=== Text shown ===

Player Athleticism Increases Head Impact Exposure in Youth Football

Jill Urban, PhD, explains head impact in youth football research at Childress Institute for Pediatric Trauma event.

Speed, agility and strength are definitely assets on the football field. But when it comes to hits to the head, those talents may actually increase exposure for the young athletes who account for about 70% of this country’s football players.

A study of youth league football players by researchers at Wake Forest School of Medicine, part of Wake Forest Baptist Health, found that higher vertical jumping ability and faster times in speed and agility drills were generally associated with higher head impact exposure, especially in games as compared to practices.

“Previous studies have shown the severity and number of head impacts increases with the level of play in football, but we have found that there is significant variability in head impact exposure among individuals playing at the same level,” said Jillian E. Urban, PhD, assistant professor of biomedical engineering at Wake Forest School of Medicine and the study’s senior author. “Differences in position account for some of that variation at the high school and college levels, but less so in youth football. Our objective was to see if there is a relationship in youth football between head impact exposure and physical ability as measured by commonly used drills, and our results suggest there is.”

The study, published in the current issue of the journal Medicine & Science in Sports & Exercise, quantified head impact exposure in terms of the number of hits experienced by players, the severity of each hit in terms of peak linear and rotational head acceleration and a measure that combines the number and severity of hits recorded in a season, known as risk-weighted cumulative exposure.

The researchers analyzed performance on four physical ability tests (vertical jump, 40-yard dash and two agility drills) and on-field head impact data from all practices and games in one season for 51 players age 9 to 13. These players were members of four teams in leagues in the same region operating under the same national youth football organization. A total of 13,770 head impacts were measured with the Head Impact Telemetry (HIT) System, which includes sensors embedded in football helmets and a sideline data-collection unit plus a video-confirmation component.

The study found that all four physical performance measures were significantly correlated with the total number of head impacts measured during practices and games over the course of a season and with the risk-weighted cumulative exposure measured during games. The strongest relationships were between 40-yard dash speed and the risk-weighted cumulative exposure measured during games.

The relationships between physical performance measures and head impact exposure during practices were not as strong as those with head impact exposure during games.

=== Recorded information ===

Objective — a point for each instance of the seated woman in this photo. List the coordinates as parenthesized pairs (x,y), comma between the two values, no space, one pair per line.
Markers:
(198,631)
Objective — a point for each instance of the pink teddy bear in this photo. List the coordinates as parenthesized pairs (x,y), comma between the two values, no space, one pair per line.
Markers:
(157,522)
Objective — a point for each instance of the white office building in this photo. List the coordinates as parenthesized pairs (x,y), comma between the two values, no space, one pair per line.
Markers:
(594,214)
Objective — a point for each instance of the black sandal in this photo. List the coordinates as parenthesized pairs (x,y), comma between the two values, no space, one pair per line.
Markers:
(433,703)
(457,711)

===

▸ **What you will do**:
(1) From the youth football head impact article, reproduce the passage starting with "The study found" and going on through "exposure during games.", keeping every word as it appears.
(2) Answer these questions from the youth football head impact article:
(a) How many players did the researchers analyze, and what was their age range?
(b) What system measured the head impacts?
(c) Which two measures showed the strongest relationship?

▸ **Answers for each item**:
(1)
The study found that all four physical performance measures were significantly correlated with the total number of head impacts measured during practices and games over the course of a season and with the risk-weighted cumulative exposure measured during games. The strongest relationships were between 40-yard dash speed and the risk-weighted cumulative exposure measured during games.

The relationships between physical performance measures and head impact exposure during practices were not as strong as those with head impact exposure during games.

(2)
(a) 51 players, age 9 to 13.
(b) The Head Impact Telemetry (HIT) System.
(c) 40-yard dash speed and the risk-weighted cumulative exposure measured during games.